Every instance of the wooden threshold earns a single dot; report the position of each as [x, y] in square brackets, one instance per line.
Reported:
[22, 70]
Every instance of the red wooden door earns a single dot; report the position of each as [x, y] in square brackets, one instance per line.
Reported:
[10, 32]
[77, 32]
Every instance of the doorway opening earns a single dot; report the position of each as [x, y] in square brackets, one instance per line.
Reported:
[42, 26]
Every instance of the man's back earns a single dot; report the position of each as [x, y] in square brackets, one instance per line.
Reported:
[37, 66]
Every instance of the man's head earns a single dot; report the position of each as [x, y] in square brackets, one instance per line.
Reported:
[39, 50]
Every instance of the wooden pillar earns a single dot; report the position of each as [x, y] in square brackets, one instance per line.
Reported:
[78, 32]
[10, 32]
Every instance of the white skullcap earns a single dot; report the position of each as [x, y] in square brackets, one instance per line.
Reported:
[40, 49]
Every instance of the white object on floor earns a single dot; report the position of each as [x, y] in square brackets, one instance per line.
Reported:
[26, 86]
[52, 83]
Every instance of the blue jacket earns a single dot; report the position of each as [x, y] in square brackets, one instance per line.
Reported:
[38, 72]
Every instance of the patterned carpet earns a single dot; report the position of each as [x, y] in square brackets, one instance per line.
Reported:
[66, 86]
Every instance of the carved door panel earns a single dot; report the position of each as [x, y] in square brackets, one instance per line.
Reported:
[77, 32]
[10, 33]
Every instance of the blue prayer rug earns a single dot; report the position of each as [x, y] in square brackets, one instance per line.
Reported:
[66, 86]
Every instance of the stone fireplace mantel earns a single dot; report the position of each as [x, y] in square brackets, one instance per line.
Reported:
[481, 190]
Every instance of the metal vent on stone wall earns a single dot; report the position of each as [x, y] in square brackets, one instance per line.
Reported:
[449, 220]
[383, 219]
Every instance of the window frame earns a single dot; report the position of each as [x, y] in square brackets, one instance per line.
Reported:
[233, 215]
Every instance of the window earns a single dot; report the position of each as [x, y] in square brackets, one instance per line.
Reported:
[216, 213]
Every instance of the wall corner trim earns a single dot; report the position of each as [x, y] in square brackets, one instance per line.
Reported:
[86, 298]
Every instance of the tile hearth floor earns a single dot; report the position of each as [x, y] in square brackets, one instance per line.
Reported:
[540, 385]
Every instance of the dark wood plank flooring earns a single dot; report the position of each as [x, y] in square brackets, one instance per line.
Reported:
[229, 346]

> **To do**
Filter the entries above down to the lines that contain "wall".

> **Written solution**
Every instance of the metal vent on stone wall earns a single dot; report the position of each as [x, y] in square brackets, one instance per line.
Every instance of the wall corner trim earns a single dot; report the position of each as [x, y] in square brackets, one instance per line.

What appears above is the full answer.